** Extracted material **
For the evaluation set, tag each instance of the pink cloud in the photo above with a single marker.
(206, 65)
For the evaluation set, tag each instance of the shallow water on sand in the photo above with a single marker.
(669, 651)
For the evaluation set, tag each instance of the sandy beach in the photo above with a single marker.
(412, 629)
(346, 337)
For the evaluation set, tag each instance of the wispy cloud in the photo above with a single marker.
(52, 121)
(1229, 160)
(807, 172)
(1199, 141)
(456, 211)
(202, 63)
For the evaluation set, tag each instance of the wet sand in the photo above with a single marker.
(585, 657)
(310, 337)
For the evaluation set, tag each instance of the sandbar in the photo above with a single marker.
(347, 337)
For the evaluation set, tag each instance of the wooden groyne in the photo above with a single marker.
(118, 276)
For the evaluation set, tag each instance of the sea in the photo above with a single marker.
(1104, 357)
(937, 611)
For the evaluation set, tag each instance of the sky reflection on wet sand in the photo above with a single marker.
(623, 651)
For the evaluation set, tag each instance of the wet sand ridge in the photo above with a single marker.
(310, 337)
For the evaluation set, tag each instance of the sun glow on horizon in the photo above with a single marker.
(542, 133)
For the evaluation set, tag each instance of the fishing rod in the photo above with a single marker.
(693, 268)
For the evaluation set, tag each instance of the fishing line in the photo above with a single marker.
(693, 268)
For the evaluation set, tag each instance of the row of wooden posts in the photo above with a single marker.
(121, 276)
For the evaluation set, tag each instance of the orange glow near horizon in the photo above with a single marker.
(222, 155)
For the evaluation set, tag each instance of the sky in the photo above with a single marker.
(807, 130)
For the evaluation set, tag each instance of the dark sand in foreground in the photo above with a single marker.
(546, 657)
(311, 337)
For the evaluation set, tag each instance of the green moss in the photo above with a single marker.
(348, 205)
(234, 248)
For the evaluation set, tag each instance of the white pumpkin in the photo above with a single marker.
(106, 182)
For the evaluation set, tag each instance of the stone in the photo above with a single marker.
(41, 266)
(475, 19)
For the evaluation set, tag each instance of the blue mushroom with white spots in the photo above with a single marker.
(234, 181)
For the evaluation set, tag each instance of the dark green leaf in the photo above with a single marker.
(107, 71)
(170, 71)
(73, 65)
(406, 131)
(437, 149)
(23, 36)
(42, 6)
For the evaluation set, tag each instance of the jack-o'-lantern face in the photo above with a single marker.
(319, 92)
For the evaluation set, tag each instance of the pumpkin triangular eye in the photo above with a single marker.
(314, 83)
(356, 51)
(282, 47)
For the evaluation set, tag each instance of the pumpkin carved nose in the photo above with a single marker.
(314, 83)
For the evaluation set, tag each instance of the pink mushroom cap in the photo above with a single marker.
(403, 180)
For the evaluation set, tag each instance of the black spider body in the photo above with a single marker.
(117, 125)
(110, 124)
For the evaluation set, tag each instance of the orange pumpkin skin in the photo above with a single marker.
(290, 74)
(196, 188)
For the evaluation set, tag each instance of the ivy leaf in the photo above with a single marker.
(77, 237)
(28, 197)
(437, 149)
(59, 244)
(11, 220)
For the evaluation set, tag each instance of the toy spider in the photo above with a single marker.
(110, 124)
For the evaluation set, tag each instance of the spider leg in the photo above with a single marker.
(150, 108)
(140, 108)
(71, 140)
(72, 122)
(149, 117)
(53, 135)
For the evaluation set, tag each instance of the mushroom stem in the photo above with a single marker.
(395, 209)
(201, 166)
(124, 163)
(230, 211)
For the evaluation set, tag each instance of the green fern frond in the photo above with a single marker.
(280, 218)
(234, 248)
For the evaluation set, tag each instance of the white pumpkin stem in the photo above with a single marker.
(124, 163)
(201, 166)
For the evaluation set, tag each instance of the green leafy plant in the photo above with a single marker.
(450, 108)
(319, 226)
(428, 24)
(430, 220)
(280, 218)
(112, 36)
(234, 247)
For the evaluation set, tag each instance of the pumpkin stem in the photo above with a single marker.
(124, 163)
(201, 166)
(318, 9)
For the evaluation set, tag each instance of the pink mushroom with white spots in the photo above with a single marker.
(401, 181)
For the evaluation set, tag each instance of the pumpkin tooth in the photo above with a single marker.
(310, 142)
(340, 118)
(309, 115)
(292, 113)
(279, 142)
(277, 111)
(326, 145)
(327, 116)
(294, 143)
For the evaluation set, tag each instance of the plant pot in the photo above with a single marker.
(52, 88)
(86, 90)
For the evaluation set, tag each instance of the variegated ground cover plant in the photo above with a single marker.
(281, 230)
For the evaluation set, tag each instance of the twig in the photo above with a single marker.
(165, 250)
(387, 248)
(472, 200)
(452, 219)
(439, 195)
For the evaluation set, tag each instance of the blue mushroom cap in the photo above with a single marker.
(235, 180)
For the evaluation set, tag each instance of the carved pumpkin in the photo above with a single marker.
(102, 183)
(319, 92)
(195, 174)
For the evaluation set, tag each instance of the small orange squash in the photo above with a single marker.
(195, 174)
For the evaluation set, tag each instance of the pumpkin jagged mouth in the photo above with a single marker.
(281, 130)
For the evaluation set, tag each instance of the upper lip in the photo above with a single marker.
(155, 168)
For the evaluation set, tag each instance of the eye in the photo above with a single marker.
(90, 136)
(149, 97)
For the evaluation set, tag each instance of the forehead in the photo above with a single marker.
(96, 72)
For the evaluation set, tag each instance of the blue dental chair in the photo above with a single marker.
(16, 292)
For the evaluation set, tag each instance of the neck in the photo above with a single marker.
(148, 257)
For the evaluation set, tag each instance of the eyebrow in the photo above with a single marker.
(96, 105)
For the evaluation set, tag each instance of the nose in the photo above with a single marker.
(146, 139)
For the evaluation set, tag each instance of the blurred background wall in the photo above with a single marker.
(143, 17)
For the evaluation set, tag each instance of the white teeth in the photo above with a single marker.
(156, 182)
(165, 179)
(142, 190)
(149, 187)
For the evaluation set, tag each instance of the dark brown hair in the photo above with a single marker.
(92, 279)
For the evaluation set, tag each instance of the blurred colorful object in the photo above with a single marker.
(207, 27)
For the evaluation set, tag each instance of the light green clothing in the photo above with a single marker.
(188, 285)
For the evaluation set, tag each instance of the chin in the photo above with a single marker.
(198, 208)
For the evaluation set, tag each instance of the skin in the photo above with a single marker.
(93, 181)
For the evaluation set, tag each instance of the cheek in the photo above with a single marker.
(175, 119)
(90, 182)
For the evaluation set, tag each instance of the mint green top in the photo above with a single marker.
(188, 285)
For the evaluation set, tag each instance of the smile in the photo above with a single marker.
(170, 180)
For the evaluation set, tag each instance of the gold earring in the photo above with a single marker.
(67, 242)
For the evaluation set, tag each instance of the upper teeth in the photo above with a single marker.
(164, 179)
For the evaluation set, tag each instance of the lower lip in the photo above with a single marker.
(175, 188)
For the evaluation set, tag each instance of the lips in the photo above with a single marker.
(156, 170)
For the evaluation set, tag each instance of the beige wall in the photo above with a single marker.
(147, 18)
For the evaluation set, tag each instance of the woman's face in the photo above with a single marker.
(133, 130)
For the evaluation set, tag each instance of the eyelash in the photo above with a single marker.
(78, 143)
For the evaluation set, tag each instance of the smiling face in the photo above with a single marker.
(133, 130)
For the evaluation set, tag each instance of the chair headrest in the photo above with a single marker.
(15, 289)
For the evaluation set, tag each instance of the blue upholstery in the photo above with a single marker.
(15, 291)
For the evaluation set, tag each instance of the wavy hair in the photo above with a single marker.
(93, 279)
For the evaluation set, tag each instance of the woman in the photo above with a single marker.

** Given problem **
Quote every record above exactly.

** Reply to the exercise **
For the evaluation set, tag each instance of the pink cloud in the photo above with a single marker.
(206, 65)
For the evaluation set, tag each instance of the shallow water on sand in the photo above with a single marker.
(669, 651)
For the evaluation set, tag each instance of the sandy beach in the photo above with a single marker.
(412, 629)
(346, 337)
For the evaluation set, tag each instance of the wispy cloud in the photo above with a single marker.
(52, 121)
(1229, 160)
(807, 172)
(1199, 141)
(456, 211)
(202, 63)
For the evaluation set, tag each instance of the wet sand in the photo above with a single marker.
(585, 657)
(310, 337)
For the evaluation set, tag each instance of the sandbar in the photo above with a single marker.
(347, 337)
For the evaluation set, tag each instance of the wooden groyne in the photo above with a single marker.
(118, 276)
For the evaluation set, tag each instance of the sea in the photo above with a single marker.
(1104, 357)
(937, 611)
For the evaluation set, tag each instance of the sky reflection on wet sand in the photo above with a single marker.
(623, 651)
For the evaluation set, tag each instance of the wet sand ridge in the photo above with a single marker.
(310, 337)
For the evaluation set, tag each instance of the sun glow on horizon in the photo above with a single marker.
(542, 133)
For the evaluation set, tag each instance of the fishing rod in the photo above with a single marker.
(693, 268)
For the evaluation set, tag each instance of the fishing line in the photo above with a single marker.
(693, 268)
For the evaluation set, tag each instance of the row of wooden posts in the photo above with a single marker.
(121, 276)
For the evaluation set, tag each instance of the orange glow near horizon in the photo above with a single marker.
(222, 155)
For the evaluation set, tag each instance of the sky in the photo above with a single marker.
(807, 130)
For the evaluation set, tag each instance of the dark sand in foreground in the photo above with a single marker.
(546, 657)
(311, 337)
For the evaluation set, tag each instance of the green moss in the photo above with a single marker.
(348, 205)
(234, 248)
For the evaluation set, tag each instance of the white pumpkin in the photo above with a single marker.
(106, 182)
For the evaluation set, tag each instance of the stone in the photo above with a single marker.
(41, 266)
(475, 19)
For the evaluation set, tag each instance of the blue mushroom with white spots in the photo above with a single marker.
(234, 181)
For the evaluation set, tag each instance of the dark green leaf in the photo above with a single marker.
(107, 71)
(170, 71)
(73, 65)
(406, 131)
(437, 149)
(23, 36)
(42, 6)
For the evaluation set, tag each instance of the jack-o'-lantern face in the photo above with a single marker.
(319, 92)
For the evaluation set, tag each instance of the pumpkin triangular eye in the photo above with a single marker.
(314, 83)
(356, 51)
(282, 47)
For the evaluation set, tag each instance of the pumpkin carved nose in the photo above with a single marker.
(314, 83)
For the evaluation set, tag each instance of the pink mushroom cap in the photo above with a single marker.
(403, 180)
For the evaluation set, tag each instance of the black spider body in the photo above with a single marker.
(117, 125)
(110, 124)
For the evaluation set, tag each instance of the orange pumpkin skin in the photo above with a single marker.
(290, 74)
(196, 188)
For the evaluation set, tag each instance of the ivy leaf in the photo above with a single marker.
(77, 237)
(28, 197)
(437, 149)
(59, 244)
(11, 220)
For the evaluation set, tag each instance of the toy spider in the photo above with a single marker.
(110, 124)
For the evaluation set, tag each instance of the spider leg in the photo above with a single marker.
(150, 108)
(140, 108)
(71, 140)
(72, 122)
(149, 117)
(53, 135)
For the evaluation set, tag each instance of the mushroom stem in the photo above with a single marker.
(395, 209)
(201, 166)
(124, 163)
(230, 211)
For the evaluation set, tag each instance of the green fern frond in the photo above with a single marker.
(280, 218)
(234, 248)
For the evaluation set, tag each instance of the white pumpkin stem in the photo above with a single marker.
(124, 163)
(201, 166)
For the evaluation set, tag each instance of the green leafy plant in the photo above with a single marker.
(450, 108)
(319, 226)
(428, 24)
(430, 220)
(280, 218)
(112, 36)
(234, 247)
For the evaluation set, tag each instance of the pumpkin stem in the photo above with a single marker.
(124, 163)
(201, 166)
(318, 9)
For the evaluation set, tag each instance of the pink mushroom with white spots in the photo above with a single marker.
(401, 181)
For the evaluation set, tag each instance of the pumpkin tooth in the photo above with a single marker.
(310, 142)
(340, 118)
(309, 115)
(292, 113)
(279, 142)
(277, 111)
(326, 145)
(327, 116)
(294, 143)
For the evaluation set, tag each instance of the plant pot in the photo above with a single marker.
(52, 88)
(86, 90)
For the evaluation set, tag each instance of the variegated ground cover plant in the photo above with a single marker.
(281, 230)
For the evaluation set, tag each instance of the twig in the photo above with a single marker.
(165, 250)
(387, 248)
(472, 200)
(452, 219)
(439, 195)
For the evaluation set, tag each instance of the blue mushroom cap in the photo above with a single marker.
(235, 180)
For the evaluation set, tag each instance of the carved pumpkin in the photo above with a single marker.
(102, 183)
(319, 92)
(195, 174)
For the evaluation set, tag each instance of the small orange squash in the photo above with a single marker.
(195, 174)
For the evaluation set, tag each instance of the pumpkin jagged mouth in the photo above with a single marker.
(281, 130)
For the evaluation set, tag each instance of the upper lip in the photo above with a single marker.
(155, 168)
For the evaluation set, tag each instance of the eye in the photo above with a single marker.
(90, 136)
(149, 97)
For the evaluation set, tag each instance of the forehead in the photo above with a single marker.
(96, 72)
For the evaluation set, tag each instance of the blue dental chair in the photo above with a single marker.
(16, 292)
For the evaluation set, tag each instance of the neck in the photo above with a single marker.
(148, 257)
For the evaluation set, tag each instance of the eyebrow in the photo above with a single marker.
(96, 105)
For the evaluation set, tag each instance of the nose in the photo above with a single marker.
(146, 139)
For the evaluation set, tag each instance of the blurred background wall in the photo above with a single marker.
(143, 17)
For the evaluation set, tag each instance of the white teeth in the photo above with a single marker.
(156, 182)
(165, 179)
(142, 190)
(149, 187)
For the evaluation set, tag each instance of the dark brown hair in the photo above with a single marker.
(92, 279)
For the evaluation set, tag each instance of the blurred colorful object in the photo above with a single marker.
(207, 27)
For the evaluation set, tag each instance of the light green clothing in the photo above with a single marker.
(188, 285)
For the evaluation set, tag each instance of the chin in the photo above with a single marker.
(198, 208)
For the evaluation set, tag each instance of the skin in the photo above with a single marker.
(93, 181)
For the evaluation set, tag each instance of the cheek in the photo above with a single marker.
(175, 119)
(90, 182)
For the evaluation set, tag each instance of the mint green top in the photo above with a single marker.
(188, 285)
For the evaluation set, tag each instance of the smile in the photo above with a single marker.
(170, 180)
For the evaluation set, tag each instance of the gold earring in the photo above with a single marker.
(67, 242)
For the evaluation set, tag each instance of the upper teeth in the photo above with a single marker.
(164, 179)
For the evaluation set, tag each instance of the lower lip in the photo above with a single marker.
(175, 188)
For the evaluation set, tag each instance of the lips in the photo above with a single marker.
(156, 170)
For the evaluation set, tag each instance of the beige wall in the photo above with a single marker.
(147, 18)
For the evaluation set, tag each instance of the woman's face in the photo above with a single marker.
(133, 130)
For the evaluation set, tag each instance of the eyelash in the photo above with a single marker.
(78, 143)
For the evaluation set, tag each instance of the smiling face in the photo above with a single marker.
(133, 130)
For the evaluation set, tag each instance of the chair headrest in the photo above with a single marker.
(15, 289)
For the evaluation set, tag each instance of the blue upholstery in the photo above with a single marker.
(15, 291)
For the evaluation set, tag each instance of the wavy hair in the photo above with a single marker.
(93, 279)
For the evaluation set, tag each instance of the woman in the photo above with a single marker.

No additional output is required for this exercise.